_Polecenie_:
Przepisz bez zmian wiersze poniższego zestawienia od wiersza z „Might I ask you to indicate the yellow” do wiersza z „Target: yellow sticky trap”, łącznie z oboma skrajnymi.

_Dane_:
--------------------------------------------------

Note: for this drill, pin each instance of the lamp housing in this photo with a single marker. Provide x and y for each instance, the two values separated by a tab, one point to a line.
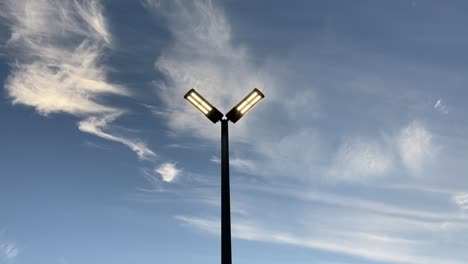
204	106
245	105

--------------------------------------------------

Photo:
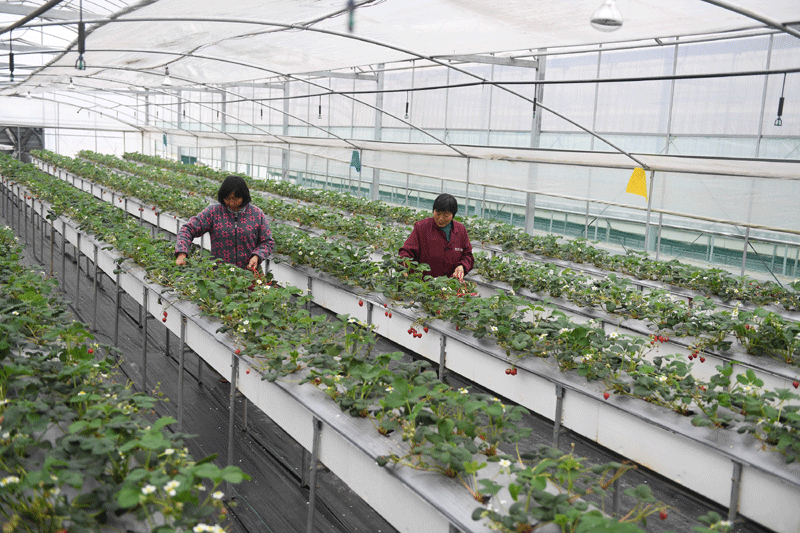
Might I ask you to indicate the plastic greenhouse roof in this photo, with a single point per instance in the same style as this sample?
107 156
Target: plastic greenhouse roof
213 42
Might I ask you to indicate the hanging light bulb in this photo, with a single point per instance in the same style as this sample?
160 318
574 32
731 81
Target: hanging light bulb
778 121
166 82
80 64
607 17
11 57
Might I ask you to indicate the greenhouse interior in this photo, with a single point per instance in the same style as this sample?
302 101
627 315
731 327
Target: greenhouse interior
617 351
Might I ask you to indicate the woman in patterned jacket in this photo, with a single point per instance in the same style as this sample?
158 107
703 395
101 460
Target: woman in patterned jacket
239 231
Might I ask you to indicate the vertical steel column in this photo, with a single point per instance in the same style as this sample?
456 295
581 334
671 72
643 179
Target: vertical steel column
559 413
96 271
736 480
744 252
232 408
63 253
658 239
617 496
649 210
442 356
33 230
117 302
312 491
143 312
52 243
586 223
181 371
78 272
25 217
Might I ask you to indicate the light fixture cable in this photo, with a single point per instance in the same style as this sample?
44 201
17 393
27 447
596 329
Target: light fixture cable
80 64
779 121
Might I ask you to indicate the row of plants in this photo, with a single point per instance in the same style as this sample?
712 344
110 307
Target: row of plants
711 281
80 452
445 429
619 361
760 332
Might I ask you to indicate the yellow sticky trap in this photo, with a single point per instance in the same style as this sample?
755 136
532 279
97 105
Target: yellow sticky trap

--------------------------------------------------

_Odpowiedź_:
Might I ask you to indicate the yellow sticky trap in this photo, with a single point per instance in the same style as this sample?
755 136
532 279
97 105
Target: yellow sticky trap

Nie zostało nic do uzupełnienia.